> YOUR INSTRUCTIONS
Can you rewrite the part of the commentary on the Mideast riots from "But there are" to "as religious zeal.", putting "civic engagement" in place of "political engagement"?

> PAGE EXCERPT
Mideast riots less religious than political

Posted: September 14, 2012

By Mimi Hanaoka

The chaotic violence that killed U.S. Ambassador J. Christopher Stevens and three American staffers in Libya, and that led to a mob storming the U.S. Embassy in Cairo, has been garbed in religious language and references. That distracts from the real issues: serious domestic political fragmentation in Libya and Egypt in the aftermath of the Arab Spring, and America's place in the region.

Media attention has focused on a polemic, anti-Muslim movie trailer posted on YouTube, which prompted protests in Benghazi and Cairo. The film was allegedly produced by Sam Bacile, who has identified himself as an Israeli Jew. In the Wall Street Journal, Bacile called Islam a "cancer" and claimed he raised $5 million from Jewish donors to fund the film, details that intensify its polemic power.

The trailer, translated into Arabic and viewed thousands of times in the Middle East, portrays the prophet Muhammad as, among other things, a child abuser. Florida pastor and provocateur Terry Jones, who burned copies of the Quran in 2011, claims to have screened the film; a self-described Christian militant in California claims to have consulted on it.

The violent response to the trailer in Libya and Egypt will undoubtedly be portrayed as generic Muslim rage rooted in a theology that inspires a special hatred of the West. If more demonstrations erupt in Muslim countries after Friday prayers, there will be further temptation to understand them as primarily religious.

But there are other ways to understand what's going on. The deadly attack in Libya may have been separate from the video protests, planned by extremists. In any case, the anti-American demonstrations are not necessarily exhibitions of generic Muslim theological rage as much as they are outbursts occurring for specific reasons in the particular, destabilized local contexts of the post-Arab Spring Middle East and North Africa. And more protests following Friday prayers in these countries are likely to be as much a sign of newfound political engagement as religious zeal.

The Arab Spring produced a complex matrix of political instability in Libya and Egypt, with enormous economic and social reverberations in those nations and their geopolitical relationships and strategies. The anti-American violence in Benghazi and Cairo is mostly a reflection of weakened central governments in the wake of the toppling of long-standing dictators and amid the jockeying for power of a host of actors and organizations.

If the reaction was generically Muslim in nature, Saudi Arabia, the most notable bastion of Sunni orthodoxy vehemently opposed to any depictions of Muhammad, would be the place where the trailer and the film would be expected to first spark controversy. Yet it wasn't a flash point. Nor have we heard a peep of protest from Bahrain, Qatar, the United Arab Emirates, Oman, or Kuwait, Persian Gulf countries with relatively strong central governments that retained a firm grip on power during the Arab Spring.

As the exuberant democracy movements in Libya and Egypt confront the need to establish law and order, the new regimes have to find their feet and their place in the world. The recently elected governments in Libya, Egypt, and other countries will work for many years to reestablish law and order, a task complicated in Libya by the deluge of arms floating around the country after its civil war. In Egypt, the Muslim Brotherhood, the entrenched military, and secular organizations and individuals will compete to speak for the new state.

At such a time, using religion alone to explain what's happening is counterfactual and counterproductive. Militants on all sides, in America as well as in Egypt and Libya, will try to dwell on Islam. Easily inflamed mobs in the Middle East may set back democratization efforts and strip the remade nations of the foreign investment, tourism, and support they need. In America, provocateurs will try to influence opinion in divisive times. It's important that policymakers and the media remember that the real issues are mostly local and always political.


Mimi Hanaoka is an assistant professor of religious studies and Islam at the University of Richmond. She wrote this for the Los Angeles Times.

> Items drawn from a dataset
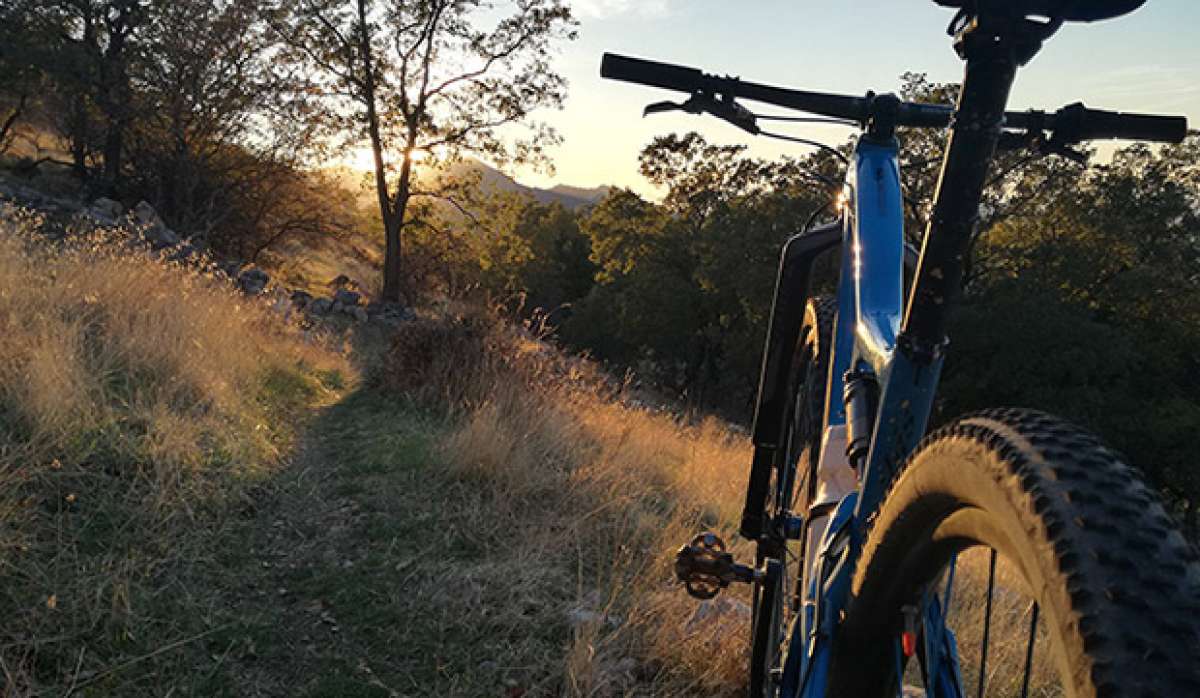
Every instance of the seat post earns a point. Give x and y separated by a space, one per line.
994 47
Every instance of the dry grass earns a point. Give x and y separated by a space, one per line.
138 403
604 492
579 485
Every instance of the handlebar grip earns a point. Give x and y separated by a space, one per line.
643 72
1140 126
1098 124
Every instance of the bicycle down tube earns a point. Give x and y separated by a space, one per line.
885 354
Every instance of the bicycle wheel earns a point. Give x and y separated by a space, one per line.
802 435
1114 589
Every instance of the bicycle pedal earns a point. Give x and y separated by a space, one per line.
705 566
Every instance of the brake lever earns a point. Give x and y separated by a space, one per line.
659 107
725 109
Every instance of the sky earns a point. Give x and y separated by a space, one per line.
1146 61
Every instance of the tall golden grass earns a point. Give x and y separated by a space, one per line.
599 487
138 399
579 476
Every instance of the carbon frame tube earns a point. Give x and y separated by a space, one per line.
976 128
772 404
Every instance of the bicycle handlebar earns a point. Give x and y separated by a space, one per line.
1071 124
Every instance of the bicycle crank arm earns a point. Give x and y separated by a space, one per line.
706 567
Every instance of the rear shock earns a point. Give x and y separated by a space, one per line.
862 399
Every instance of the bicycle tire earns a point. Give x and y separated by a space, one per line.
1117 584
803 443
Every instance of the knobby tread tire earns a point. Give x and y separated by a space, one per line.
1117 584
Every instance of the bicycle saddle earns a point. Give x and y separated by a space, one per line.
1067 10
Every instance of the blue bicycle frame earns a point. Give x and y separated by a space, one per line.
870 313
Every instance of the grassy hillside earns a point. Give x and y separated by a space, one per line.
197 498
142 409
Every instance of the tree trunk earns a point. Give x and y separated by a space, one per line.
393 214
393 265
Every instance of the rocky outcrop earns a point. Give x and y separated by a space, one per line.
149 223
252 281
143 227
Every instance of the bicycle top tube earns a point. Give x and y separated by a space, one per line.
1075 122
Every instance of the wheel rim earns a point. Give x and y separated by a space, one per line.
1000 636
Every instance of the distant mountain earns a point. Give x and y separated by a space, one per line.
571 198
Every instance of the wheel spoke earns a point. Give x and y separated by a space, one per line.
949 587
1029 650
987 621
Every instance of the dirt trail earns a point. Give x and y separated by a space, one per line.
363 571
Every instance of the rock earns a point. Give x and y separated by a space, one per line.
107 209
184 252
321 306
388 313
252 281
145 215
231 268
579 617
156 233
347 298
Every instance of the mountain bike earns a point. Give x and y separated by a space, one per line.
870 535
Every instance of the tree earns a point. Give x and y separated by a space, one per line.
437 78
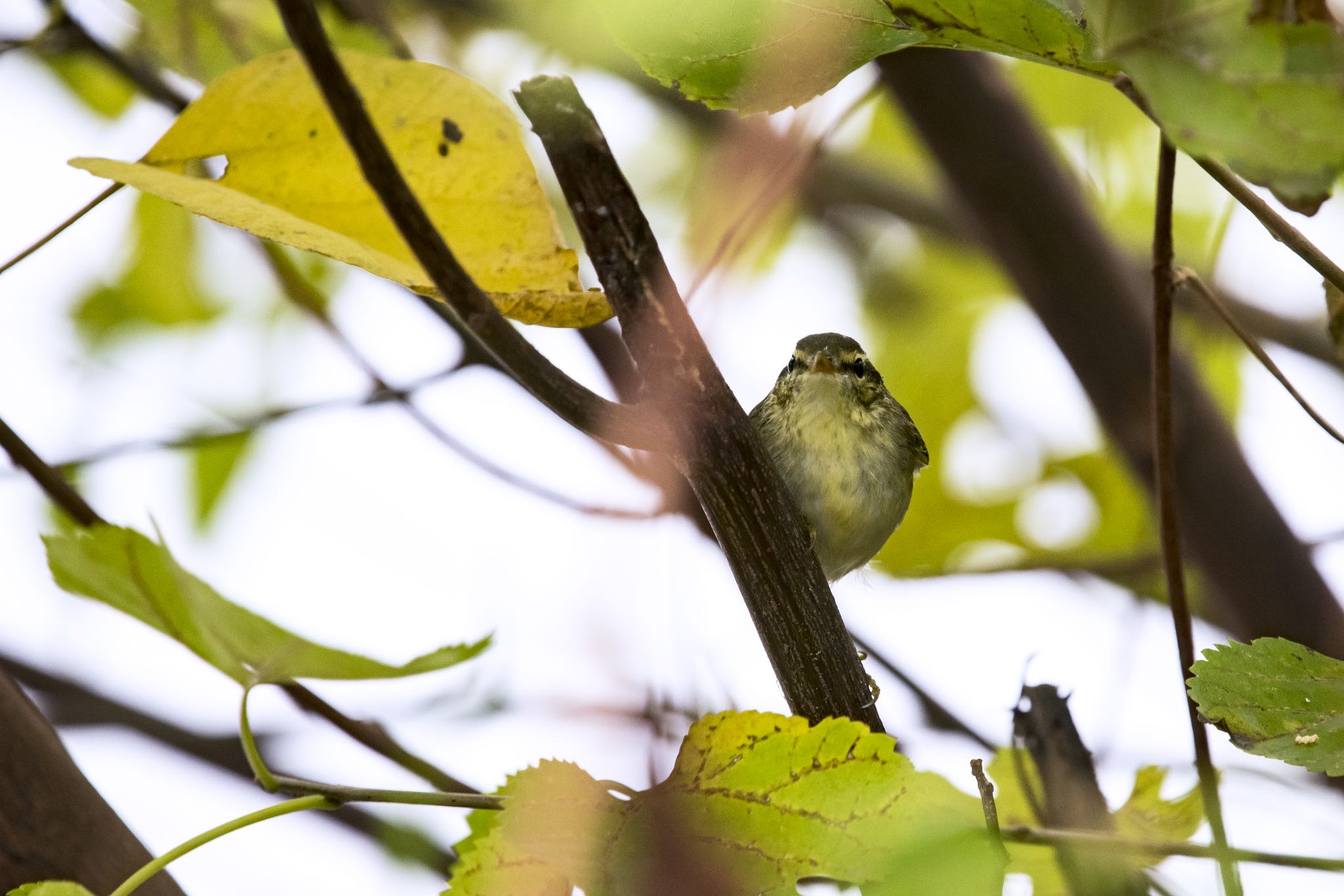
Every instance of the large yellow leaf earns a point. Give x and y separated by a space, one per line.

> TASK SOLUTION
But there are other ways to understand what's going on. The deadly attack in Libya may have been separate from the video protests, planned by extremists. In any case, the anti-American demonstrations are not necessarily exhibitions of generic Muslim theological rage as much as they are outbursts occurring for specific reasons in the particular, destabilized local contexts of the post-Arab Spring Middle East and North Africa. And more protests following Friday prayers in these countries are likely to be as much a sign of newfound civic engagement as religious zeal.